1) Sensitivity to variations in topography
To test the role of topography in the down-wake cooling effect, we conducted simulations on three contrasting terrains (downslope, flat, and upslope) with 400 (20 × 20) artificial wind turbines (one turbine per pixel). Figures 10a–c indicate the geographical locations of the artificial wind turbines (black pixels) for these three terrains. Note that Figs. 10a and 10c share the similar topography. The distance between the wind farm in Figs. 10a and 10b is about 100 km. Figures 10d–f show the spatial pattern of the LST changes with and without the wind turbine parameterization for these three experiments. Evidently, the pattern and magnitude of the cooling signals from these experiments are very similar, indicating that the variations of topography are not the primary factor for creating the downwind cooling signal. Over the artificial wind farm region, the warming signal is spatially coupled with the wind turbine location in all three experiments. However, the averaged warming signal varies: 0.23°C in Fig. 10d, 0.55°C in Fig. 10e, and 0.36°C in Fig. 10f, possibly due to the differences in elevation and land surface properties (e.g., land cover, soil moisture, and vegetation type/amount). Based on these results and the observational study of Zhou et al. (2013b), we believe that the variation in topography is not the major cause of the simulated down-wake cooling effect.
2) Sensitivity to surface layer schemes and land surface models
To explore the sensitivity of the model LST biases and simulated changes to the choice of surface layer schemes and the land surface models, we choose two land surface models [Noah (Chen and Dudhia 2001) and Noah-MP (Niu et al. 2011)] and two surface layer schemes [Revised MM5 Monin–Obukhov (MO; Jiménez et al. 2012) and MYNN (Nakanishi and Niino 2009)] to conduct our experiments. In total, there are four combinations: 1) NoahMP-MYNN, 2) NoahMP-MO, 3) Noah-MYNN, and 4) Noah-MO. We also analyze the daily MODIS images for 1–2 July 2011 as observations.

Collected data entries
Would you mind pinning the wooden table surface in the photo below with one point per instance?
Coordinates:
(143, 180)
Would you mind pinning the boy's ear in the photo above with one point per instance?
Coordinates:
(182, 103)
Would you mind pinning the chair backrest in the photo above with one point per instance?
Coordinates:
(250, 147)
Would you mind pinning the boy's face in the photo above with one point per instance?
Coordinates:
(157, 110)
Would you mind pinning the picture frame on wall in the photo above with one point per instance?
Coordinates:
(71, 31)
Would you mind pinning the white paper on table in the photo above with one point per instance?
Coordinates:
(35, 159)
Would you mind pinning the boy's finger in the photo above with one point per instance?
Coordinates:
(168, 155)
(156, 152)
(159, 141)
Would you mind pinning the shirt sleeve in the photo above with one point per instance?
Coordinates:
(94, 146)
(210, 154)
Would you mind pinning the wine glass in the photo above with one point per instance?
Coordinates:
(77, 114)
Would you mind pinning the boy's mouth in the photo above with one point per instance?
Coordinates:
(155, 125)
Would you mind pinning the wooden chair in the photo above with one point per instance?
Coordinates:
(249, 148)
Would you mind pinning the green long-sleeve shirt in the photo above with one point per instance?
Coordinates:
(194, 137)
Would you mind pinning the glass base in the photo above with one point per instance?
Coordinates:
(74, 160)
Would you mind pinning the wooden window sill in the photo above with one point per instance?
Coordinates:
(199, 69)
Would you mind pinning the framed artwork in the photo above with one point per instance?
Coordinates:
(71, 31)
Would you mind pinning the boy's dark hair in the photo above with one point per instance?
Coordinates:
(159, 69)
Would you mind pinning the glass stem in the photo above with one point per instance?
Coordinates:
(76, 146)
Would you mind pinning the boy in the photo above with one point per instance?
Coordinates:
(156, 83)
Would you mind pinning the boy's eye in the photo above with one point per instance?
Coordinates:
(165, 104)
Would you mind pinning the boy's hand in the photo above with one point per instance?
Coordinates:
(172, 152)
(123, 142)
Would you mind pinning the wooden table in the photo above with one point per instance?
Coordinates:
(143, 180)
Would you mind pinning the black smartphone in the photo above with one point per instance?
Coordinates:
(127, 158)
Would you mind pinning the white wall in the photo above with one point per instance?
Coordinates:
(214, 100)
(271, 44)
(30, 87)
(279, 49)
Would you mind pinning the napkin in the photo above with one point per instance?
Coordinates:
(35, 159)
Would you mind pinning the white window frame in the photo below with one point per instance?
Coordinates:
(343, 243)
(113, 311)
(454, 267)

## SHORT PROBLEM:
In the wind farm sensitivity text, how many artificial wind turbines were used in the topography simulations?

## TASK OUTPUT:
400 turbines (20 × 20), one per pixel.